== Task data ==
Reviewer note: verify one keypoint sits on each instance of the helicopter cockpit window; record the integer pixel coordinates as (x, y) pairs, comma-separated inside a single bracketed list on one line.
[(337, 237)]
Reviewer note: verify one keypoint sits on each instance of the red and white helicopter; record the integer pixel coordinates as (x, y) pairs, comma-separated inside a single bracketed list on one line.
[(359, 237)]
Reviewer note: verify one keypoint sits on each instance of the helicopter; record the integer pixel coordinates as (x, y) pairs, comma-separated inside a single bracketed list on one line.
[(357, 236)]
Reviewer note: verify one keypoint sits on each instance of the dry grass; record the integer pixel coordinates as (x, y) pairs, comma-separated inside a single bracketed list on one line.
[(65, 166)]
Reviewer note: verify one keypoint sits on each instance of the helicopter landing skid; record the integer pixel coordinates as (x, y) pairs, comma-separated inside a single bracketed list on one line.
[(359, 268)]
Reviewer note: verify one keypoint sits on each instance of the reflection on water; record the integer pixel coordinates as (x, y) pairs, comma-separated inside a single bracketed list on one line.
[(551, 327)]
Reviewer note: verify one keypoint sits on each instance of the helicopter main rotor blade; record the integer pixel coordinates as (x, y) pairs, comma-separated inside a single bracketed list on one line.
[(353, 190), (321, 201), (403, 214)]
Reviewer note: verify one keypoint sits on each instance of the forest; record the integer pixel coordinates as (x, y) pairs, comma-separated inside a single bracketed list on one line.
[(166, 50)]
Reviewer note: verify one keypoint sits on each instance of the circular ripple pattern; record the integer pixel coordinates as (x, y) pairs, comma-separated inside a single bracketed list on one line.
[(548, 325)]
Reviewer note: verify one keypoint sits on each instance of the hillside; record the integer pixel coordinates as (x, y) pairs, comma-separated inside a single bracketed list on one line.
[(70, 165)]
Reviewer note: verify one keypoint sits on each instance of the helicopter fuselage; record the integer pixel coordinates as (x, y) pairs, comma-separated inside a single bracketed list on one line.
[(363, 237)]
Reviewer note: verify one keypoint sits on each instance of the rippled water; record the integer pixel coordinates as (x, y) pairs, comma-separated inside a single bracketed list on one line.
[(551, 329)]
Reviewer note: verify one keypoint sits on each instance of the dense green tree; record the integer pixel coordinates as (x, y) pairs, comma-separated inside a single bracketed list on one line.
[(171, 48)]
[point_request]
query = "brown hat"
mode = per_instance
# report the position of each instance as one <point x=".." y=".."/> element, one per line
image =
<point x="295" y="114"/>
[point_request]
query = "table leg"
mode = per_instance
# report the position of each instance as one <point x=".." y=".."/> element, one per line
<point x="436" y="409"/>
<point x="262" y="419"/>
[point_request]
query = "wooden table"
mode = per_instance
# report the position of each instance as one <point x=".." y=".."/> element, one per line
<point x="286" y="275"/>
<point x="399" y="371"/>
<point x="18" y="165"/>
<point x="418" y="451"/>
===
→ **Task to complete**
Set down the complete listing once more, exactly as it stands above.

→ **The completed task**
Reviewer note: verify one keypoint sits on each instance of the helicopter cockpit window; record the integer pixel coordinates as (x, y) pairs, comma-separated inside a single bracketed list on one line.
[(337, 237)]
Reviewer note: verify one keypoint sits on each instance of the red and white helicopter; record the integer pixel coordinates as (x, y) pairs, comma-separated inside a single bracketed list on one line.
[(359, 237)]
Reviewer note: verify one keypoint sits on each instance of the helicopter; record the integer pixel coordinates as (x, y) pairs, comma-separated inside a single bracketed list on one line.
[(357, 236)]
Reviewer note: verify one keypoint sits on each instance of the dry grass; record the integer pixel coordinates as (x, y) pairs, comma-separated inside a single bracketed list on one line.
[(65, 166)]
Reviewer note: verify one keypoint sits on each instance of the helicopter landing skid; record the integer pixel coordinates as (x, y) pairs, comma-separated inside a single bracketed list on one line.
[(359, 268)]
Reviewer note: verify one keypoint sits on each instance of the reflection on water; record the integer pixel coordinates as (x, y) pairs, comma-separated inside a single bracketed list on one line.
[(551, 327)]
Reviewer note: verify one keypoint sits on each instance of the helicopter main rotor blade; record the integer pixel coordinates as (x, y) pairs, comma-separated inside a single bracketed list on one line.
[(353, 190), (321, 201), (403, 214)]
Reviewer note: verify one keypoint sits on each instance of the forest; record the integer pixel coordinates as (x, y) pairs, comma-separated inside a single bracketed list on one line.
[(166, 50)]
Reviewer note: verify one keypoint sits on each instance of the circular ripple pattern; record the integer pixel coordinates as (x, y) pairs, comma-separated inside a single bracketed list on one line.
[(548, 325)]
Reviewer note: verify one keypoint sits on each instance of the hillside; record the integer pixel coordinates as (x, y) pairs, comma-separated inside a single bracketed list on one line.
[(70, 165)]
Reviewer note: verify one keypoint sits on each instance of the helicopter fuselage; record the integer pixel coordinates as (x, y) pairs, comma-separated inside a single bracketed list on one line.
[(363, 237)]
Reviewer note: verify one keypoint sits on each instance of the rippled water; record the integer pixel coordinates as (x, y) pairs, comma-separated inside a single bracketed list on one line.
[(551, 329)]
Reviewer note: verify one keypoint sits on each instance of the dense green tree; record the integer pixel coordinates as (x, y) pairs, comma-separated inside a single bracketed list on one line.
[(171, 48)]
[point_request]
query = "brown hat"
mode = per_instance
# report the position of each instance as one <point x=".." y=".."/> element, one per line
image =
<point x="295" y="114"/>
[point_request]
query = "table leg"
mode = per_instance
# report the position of each instance as one <point x=".." y=".."/> element, one per line
<point x="436" y="409"/>
<point x="262" y="419"/>
[point_request]
query = "wooden table"
mode = per_instance
# report the position of each instance as one <point x=".." y=".."/> element, one per line
<point x="286" y="275"/>
<point x="399" y="371"/>
<point x="18" y="165"/>
<point x="418" y="451"/>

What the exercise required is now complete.